Supplied records:
-- Begin --

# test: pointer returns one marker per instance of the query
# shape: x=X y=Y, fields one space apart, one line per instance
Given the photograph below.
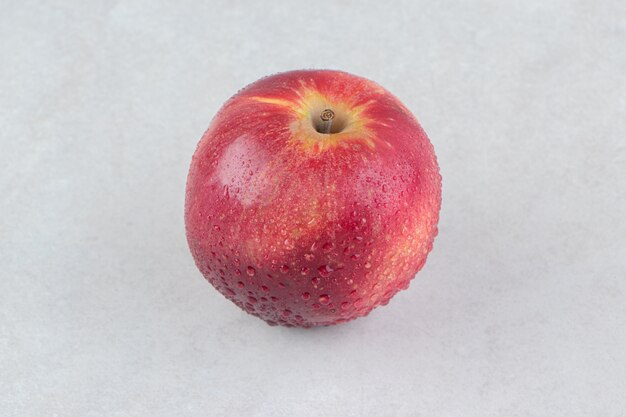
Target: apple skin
x=302 y=228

-- End --

What you have to do:
Rewrite all of the lines above with "apple skin" changed to "apple peel" and nothing else altered. Leave the pictures out of your answer.

Result:
# test: pointer returns one marker per instance of the query
# shape: x=X y=Y, fields one space apart, one line per instance
Given the photograph below.
Target: apple peel
x=302 y=228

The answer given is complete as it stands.